■ Your task ■
Excluding images, repeat the data exactly as given.

# # # # # # #

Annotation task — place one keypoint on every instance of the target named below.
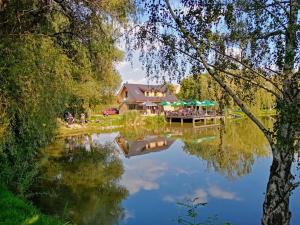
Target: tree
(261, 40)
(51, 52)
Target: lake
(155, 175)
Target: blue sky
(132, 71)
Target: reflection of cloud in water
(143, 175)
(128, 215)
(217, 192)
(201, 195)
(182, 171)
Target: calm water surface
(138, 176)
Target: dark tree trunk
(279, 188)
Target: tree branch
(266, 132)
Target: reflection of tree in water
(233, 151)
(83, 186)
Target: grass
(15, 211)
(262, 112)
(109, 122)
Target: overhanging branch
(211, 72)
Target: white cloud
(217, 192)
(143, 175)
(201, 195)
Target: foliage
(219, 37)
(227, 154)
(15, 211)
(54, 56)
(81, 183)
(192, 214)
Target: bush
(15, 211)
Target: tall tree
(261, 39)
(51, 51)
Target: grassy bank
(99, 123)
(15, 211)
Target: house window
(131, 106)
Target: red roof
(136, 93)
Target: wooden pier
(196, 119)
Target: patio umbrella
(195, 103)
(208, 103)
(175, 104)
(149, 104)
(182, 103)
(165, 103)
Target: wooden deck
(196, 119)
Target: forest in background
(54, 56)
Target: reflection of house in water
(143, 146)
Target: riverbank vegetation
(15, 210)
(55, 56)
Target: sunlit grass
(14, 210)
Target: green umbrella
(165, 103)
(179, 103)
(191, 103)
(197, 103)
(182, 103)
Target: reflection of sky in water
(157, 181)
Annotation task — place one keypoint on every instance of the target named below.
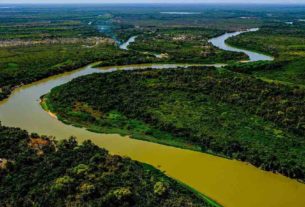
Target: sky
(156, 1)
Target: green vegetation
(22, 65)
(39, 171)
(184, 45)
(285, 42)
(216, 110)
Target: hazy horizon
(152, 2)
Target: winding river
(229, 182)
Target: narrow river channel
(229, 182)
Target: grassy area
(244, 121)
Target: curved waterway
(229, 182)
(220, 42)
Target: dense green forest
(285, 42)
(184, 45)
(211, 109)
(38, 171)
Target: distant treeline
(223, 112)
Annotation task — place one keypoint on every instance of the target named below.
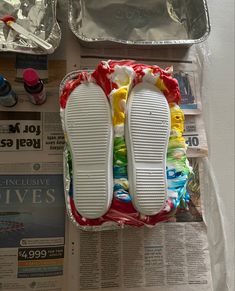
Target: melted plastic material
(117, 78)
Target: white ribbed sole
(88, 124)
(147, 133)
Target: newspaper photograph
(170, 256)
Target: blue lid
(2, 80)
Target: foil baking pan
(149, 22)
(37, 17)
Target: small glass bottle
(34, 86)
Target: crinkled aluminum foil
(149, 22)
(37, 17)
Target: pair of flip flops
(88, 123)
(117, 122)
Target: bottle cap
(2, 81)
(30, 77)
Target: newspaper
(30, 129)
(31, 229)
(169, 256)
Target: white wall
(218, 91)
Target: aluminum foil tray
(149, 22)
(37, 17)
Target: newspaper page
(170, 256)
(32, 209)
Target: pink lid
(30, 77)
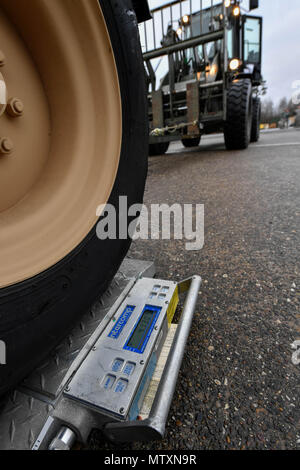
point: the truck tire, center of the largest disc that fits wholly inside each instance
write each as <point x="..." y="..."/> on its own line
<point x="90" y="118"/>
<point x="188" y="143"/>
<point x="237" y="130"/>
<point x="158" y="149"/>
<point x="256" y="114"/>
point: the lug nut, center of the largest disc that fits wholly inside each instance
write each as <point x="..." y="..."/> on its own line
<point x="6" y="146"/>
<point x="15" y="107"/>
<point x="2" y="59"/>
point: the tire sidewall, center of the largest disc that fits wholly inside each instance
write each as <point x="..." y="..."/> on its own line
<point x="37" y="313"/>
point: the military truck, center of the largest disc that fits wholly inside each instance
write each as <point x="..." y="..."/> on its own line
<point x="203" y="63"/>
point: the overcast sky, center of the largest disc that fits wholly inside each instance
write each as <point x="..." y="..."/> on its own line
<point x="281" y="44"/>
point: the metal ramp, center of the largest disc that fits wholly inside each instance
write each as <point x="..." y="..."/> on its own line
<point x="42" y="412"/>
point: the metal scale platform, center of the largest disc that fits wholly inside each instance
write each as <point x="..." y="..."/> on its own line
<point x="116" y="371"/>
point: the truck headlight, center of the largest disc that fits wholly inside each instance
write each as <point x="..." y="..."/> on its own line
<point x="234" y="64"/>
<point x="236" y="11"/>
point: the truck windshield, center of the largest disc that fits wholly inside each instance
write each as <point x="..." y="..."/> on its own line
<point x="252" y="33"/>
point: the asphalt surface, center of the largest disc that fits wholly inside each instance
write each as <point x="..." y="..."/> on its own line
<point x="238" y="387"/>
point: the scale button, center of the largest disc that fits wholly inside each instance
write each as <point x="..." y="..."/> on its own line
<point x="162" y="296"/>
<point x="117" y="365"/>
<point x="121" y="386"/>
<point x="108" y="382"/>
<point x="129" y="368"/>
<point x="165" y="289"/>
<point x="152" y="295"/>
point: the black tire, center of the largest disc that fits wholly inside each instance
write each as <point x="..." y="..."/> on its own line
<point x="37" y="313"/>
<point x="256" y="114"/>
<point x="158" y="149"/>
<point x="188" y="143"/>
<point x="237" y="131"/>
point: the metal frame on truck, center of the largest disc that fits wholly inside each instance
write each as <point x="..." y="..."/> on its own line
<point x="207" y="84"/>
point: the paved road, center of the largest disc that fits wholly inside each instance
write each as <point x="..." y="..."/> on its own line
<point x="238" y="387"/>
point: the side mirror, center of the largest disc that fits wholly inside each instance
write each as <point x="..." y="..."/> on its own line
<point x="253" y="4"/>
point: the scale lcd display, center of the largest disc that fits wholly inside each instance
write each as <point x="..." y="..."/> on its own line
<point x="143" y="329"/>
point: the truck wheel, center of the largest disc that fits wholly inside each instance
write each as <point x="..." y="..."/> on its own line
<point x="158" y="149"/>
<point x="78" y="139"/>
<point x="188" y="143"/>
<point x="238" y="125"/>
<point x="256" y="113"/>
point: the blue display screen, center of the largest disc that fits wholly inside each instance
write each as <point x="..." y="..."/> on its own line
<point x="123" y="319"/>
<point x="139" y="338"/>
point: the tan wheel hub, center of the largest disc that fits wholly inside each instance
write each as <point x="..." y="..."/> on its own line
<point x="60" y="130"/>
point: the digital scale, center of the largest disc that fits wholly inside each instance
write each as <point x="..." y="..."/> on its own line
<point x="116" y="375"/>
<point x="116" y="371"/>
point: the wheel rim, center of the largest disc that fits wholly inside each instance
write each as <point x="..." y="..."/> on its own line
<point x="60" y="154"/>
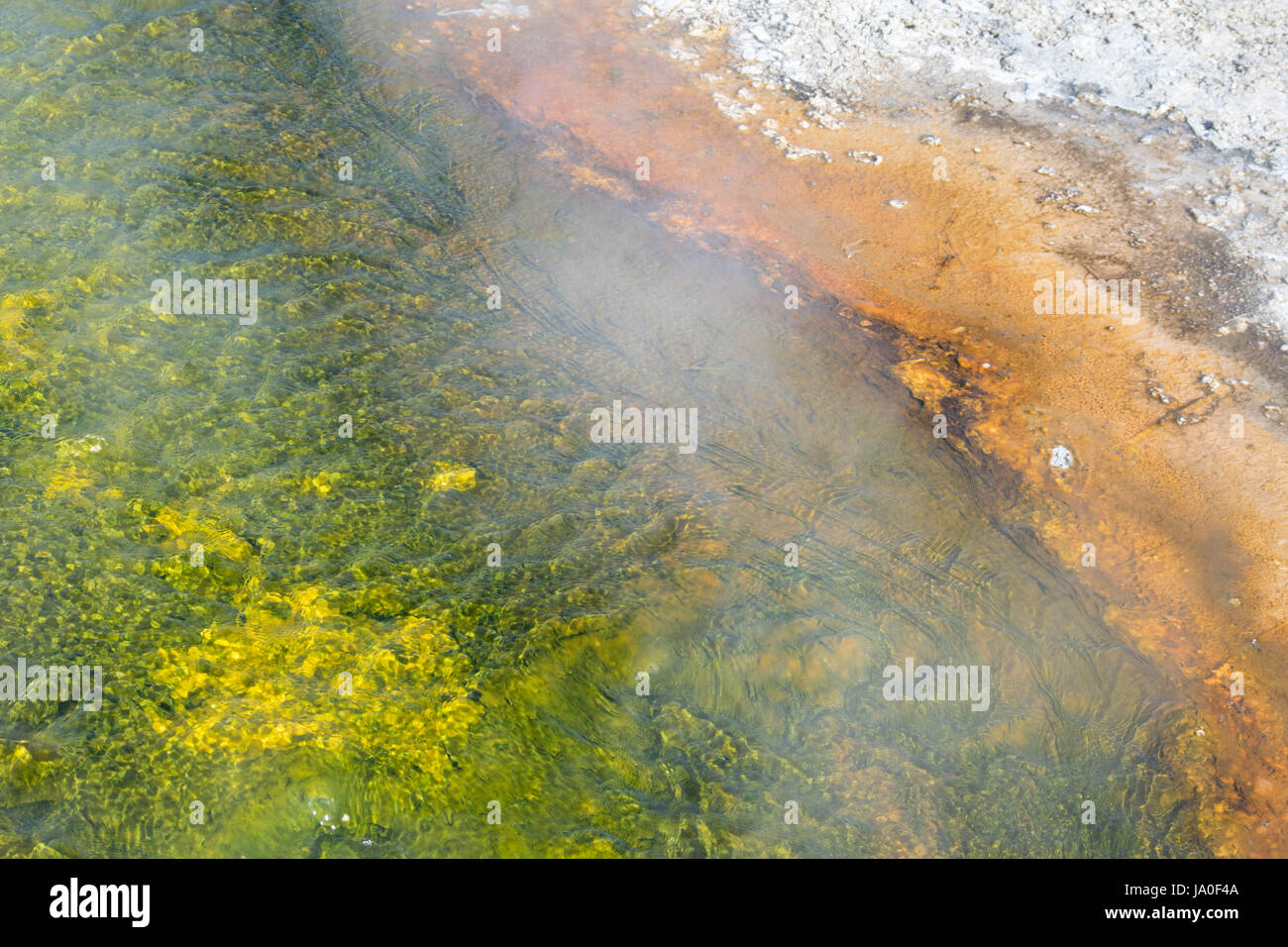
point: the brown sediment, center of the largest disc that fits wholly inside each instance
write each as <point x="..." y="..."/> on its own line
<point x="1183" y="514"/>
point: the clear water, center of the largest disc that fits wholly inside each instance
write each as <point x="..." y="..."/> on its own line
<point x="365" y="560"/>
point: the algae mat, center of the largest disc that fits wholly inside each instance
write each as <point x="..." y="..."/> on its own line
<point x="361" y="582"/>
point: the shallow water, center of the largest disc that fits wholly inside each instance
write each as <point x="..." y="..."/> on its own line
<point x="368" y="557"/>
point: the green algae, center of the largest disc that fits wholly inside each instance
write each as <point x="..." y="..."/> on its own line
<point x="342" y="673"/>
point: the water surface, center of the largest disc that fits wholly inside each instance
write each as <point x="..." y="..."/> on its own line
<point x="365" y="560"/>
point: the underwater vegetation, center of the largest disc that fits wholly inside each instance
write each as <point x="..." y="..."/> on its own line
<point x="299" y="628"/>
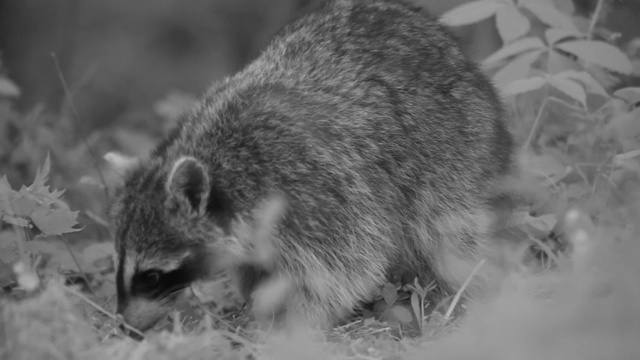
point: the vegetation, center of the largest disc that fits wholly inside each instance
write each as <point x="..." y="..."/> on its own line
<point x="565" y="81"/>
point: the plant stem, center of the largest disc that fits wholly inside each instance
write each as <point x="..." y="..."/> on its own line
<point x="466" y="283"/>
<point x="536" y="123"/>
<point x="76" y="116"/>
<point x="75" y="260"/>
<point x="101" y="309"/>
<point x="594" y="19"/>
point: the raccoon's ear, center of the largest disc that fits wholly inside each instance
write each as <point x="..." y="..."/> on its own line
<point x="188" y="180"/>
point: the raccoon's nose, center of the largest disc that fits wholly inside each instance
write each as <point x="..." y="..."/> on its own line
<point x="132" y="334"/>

# # # # # # #

■ Response for this exercise ■
Annotation task — place one keypoint on every instance of the target named below.
Target: tree
(261, 40)
(51, 52)
Target: lake
(155, 175)
Target: blue sky
(132, 71)
Target: reflection of cloud in water
(143, 175)
(128, 215)
(217, 192)
(201, 195)
(182, 171)
Target: calm water surface
(138, 176)
Target: dark tree trunk
(279, 188)
Target: tree branch
(266, 132)
Target: reflection of tree in water
(233, 151)
(83, 186)
Target: grass
(15, 211)
(262, 112)
(109, 122)
Target: overhanging branch
(211, 72)
Target: white cloud
(217, 192)
(143, 175)
(201, 195)
Target: foliage
(219, 37)
(227, 154)
(15, 211)
(54, 56)
(81, 183)
(192, 214)
Target: bush
(15, 211)
Target: tall tree
(261, 39)
(51, 51)
Target: grassy bank
(99, 123)
(15, 211)
Target: house window
(131, 106)
Target: red roof
(136, 93)
Target: wooden pier
(196, 119)
Target: patio umbrella
(195, 103)
(208, 103)
(175, 104)
(149, 104)
(182, 103)
(165, 103)
Target: wooden deck
(196, 119)
Target: forest in background
(54, 56)
Target: reflection of house in water
(143, 146)
Target: riverbank vegetation
(15, 210)
(55, 56)
Target: sunlit grass
(14, 210)
Target: green umbrella
(165, 103)
(179, 103)
(191, 103)
(197, 103)
(182, 103)
Target: reflection of sky in water
(157, 181)
Annotation task — place one keypoint on every instance of the target named below.
Target: sky
(156, 1)
Target: green vegetation
(22, 65)
(39, 171)
(184, 45)
(285, 42)
(216, 110)
Target: hazy horizon
(152, 2)
Target: winding river
(229, 182)
Target: narrow river channel
(229, 182)
Target: grassy area
(244, 121)
Target: curved waterway
(229, 182)
(220, 42)
Target: dense green forest
(285, 42)
(184, 45)
(211, 109)
(38, 171)
Target: distant treeline
(223, 112)
Annotation task — place one keypoint on every instance of the target named below.
Target: melted plastic material
(117, 78)
Target: white ribbed sole
(88, 124)
(147, 133)
Target: newspaper photograph
(170, 256)
Target: blue lid
(2, 80)
Target: foil baking pan
(149, 22)
(37, 17)
Target: small glass bottle
(34, 86)
Target: crinkled aluminum foil
(149, 22)
(37, 17)
Target: pair of flip flops
(88, 123)
(117, 122)
Target: bottle cap
(2, 81)
(30, 77)
Target: newspaper
(30, 129)
(31, 229)
(169, 256)
Target: white wall
(218, 91)
Target: aluminum foil tray
(149, 22)
(37, 17)
Target: newspaper page
(170, 256)
(32, 209)
Target: pink lid
(30, 77)
point: the truck tire, center of the largest disc that fits wholly inside each instance
write each as <point x="..." y="..."/> on its own line
<point x="90" y="118"/>
<point x="188" y="143"/>
<point x="237" y="130"/>
<point x="158" y="149"/>
<point x="256" y="114"/>
point: the lug nut, center of the largest disc that fits wholly inside each instance
write each as <point x="..." y="..."/> on its own line
<point x="6" y="146"/>
<point x="15" y="107"/>
<point x="2" y="59"/>
point: the tire sidewall, center of the largest disc that fits wholly inside each instance
write each as <point x="..." y="..."/> on its own line
<point x="37" y="313"/>
point: the military truck, center of the largest disc that fits wholly inside each instance
write each as <point x="..." y="..."/> on its own line
<point x="203" y="63"/>
point: the overcast sky, center of the largest disc that fits wholly inside each instance
write each as <point x="..." y="..."/> on its own line
<point x="281" y="44"/>
point: the metal ramp, center of the largest disc that fits wholly inside each instance
write each as <point x="..." y="..."/> on its own line
<point x="42" y="412"/>
point: the metal scale platform, center of the largest disc that fits wholly inside each instance
write each as <point x="..." y="..."/> on its own line
<point x="116" y="371"/>
point: the truck headlight, center of the largest disc that fits wholly inside each instance
write each as <point x="..." y="..."/> on its own line
<point x="234" y="64"/>
<point x="236" y="11"/>
point: the truck windshield, center of the largest disc that fits wholly inside each instance
write each as <point x="..." y="..."/> on its own line
<point x="252" y="33"/>
point: the asphalt surface, center of the largest disc that fits wholly inside each instance
write each as <point x="..." y="..."/> on its own line
<point x="238" y="387"/>
point: the scale button, center of the largest disc that fits wholly inside each instance
write each as <point x="..." y="..."/> on its own line
<point x="162" y="296"/>
<point x="117" y="365"/>
<point x="121" y="386"/>
<point x="108" y="382"/>
<point x="129" y="368"/>
<point x="165" y="289"/>
<point x="152" y="295"/>
point: the black tire, center of the largest disc that fits wholly inside each instance
write each as <point x="..." y="..."/> on its own line
<point x="37" y="313"/>
<point x="256" y="114"/>
<point x="158" y="149"/>
<point x="188" y="143"/>
<point x="237" y="131"/>
point: the metal frame on truck, center of the largest disc that fits wholly inside each instance
write each as <point x="..." y="..."/> on its own line
<point x="207" y="84"/>
point: the paved road, center of the largest disc that fits wholly inside each instance
write each as <point x="..." y="..."/> on its own line
<point x="238" y="387"/>
point: the side mirror, center of the largest disc that fits wholly inside each instance
write each as <point x="..." y="..."/> on its own line
<point x="253" y="4"/>
point: the scale lcd display, center of the largest disc that fits wholly inside each instance
write each as <point x="..." y="..."/> on its own line
<point x="143" y="329"/>
point: the truck wheel, center of the largest disc that fits wholly inside each instance
write each as <point x="..." y="..."/> on its own line
<point x="158" y="149"/>
<point x="78" y="139"/>
<point x="188" y="143"/>
<point x="238" y="125"/>
<point x="256" y="113"/>
point: the blue display screen, center of the largest disc that fits wholly inside each instance
write each as <point x="..." y="..."/> on its own line
<point x="123" y="319"/>
<point x="139" y="338"/>
point: the tan wheel hub, center of the largest disc that fits wholly inside each instance
write each as <point x="..." y="..."/> on its own line
<point x="60" y="130"/>
point: the digital scale, center of the largest disc that fits wholly inside each instance
write each as <point x="..." y="..."/> on its own line
<point x="116" y="375"/>
<point x="116" y="371"/>
point: the wheel rim, center of the largest disc that fits wholly inside each instance
write each as <point x="..." y="..."/> on its own line
<point x="60" y="154"/>
point: the brown sediment, center of the largest disc that fits wholly inside each instance
write each as <point x="..." y="..."/> on its own line
<point x="1183" y="514"/>
point: the clear water, center of the largest disc that fits wholly inside each instance
write each as <point x="..." y="..."/> on its own line
<point x="365" y="560"/>
point: the algae mat, center of the largest disc that fits wholly inside each instance
write each as <point x="..." y="..."/> on its own line
<point x="361" y="582"/>
point: the shallow water, center of the largest disc that fits wholly inside each instance
write each as <point x="..." y="..."/> on its own line
<point x="368" y="557"/>
point: the green algae, center of the largest disc that fits wholly inside each instance
write each as <point x="..." y="..."/> on its own line
<point x="342" y="673"/>
point: the water surface, center of the largest disc that fits wholly inside each instance
write each as <point x="..." y="..."/> on its own line
<point x="365" y="560"/>
point: the underwater vegetation, center of the largest disc that fits wholly inside each instance
write each as <point x="..." y="..."/> on its own line
<point x="299" y="628"/>
point: the vegetation, center of the largest disc that fits wholly inside each instance
write each as <point x="..." y="..."/> on its own line
<point x="565" y="81"/>
point: the plant stem, center of the largest disc that fits wholly inside each instance
write each as <point x="..." y="..."/> on its own line
<point x="466" y="283"/>
<point x="536" y="123"/>
<point x="76" y="116"/>
<point x="75" y="260"/>
<point x="101" y="309"/>
<point x="594" y="19"/>
point: the raccoon's ear, center of the largest disc that fits wholly inside each instance
write each as <point x="..." y="..."/> on its own line
<point x="188" y="180"/>
point: the raccoon's nose, center of the largest disc that fits wholly inside each instance
write each as <point x="..." y="..."/> on its own line
<point x="132" y="334"/>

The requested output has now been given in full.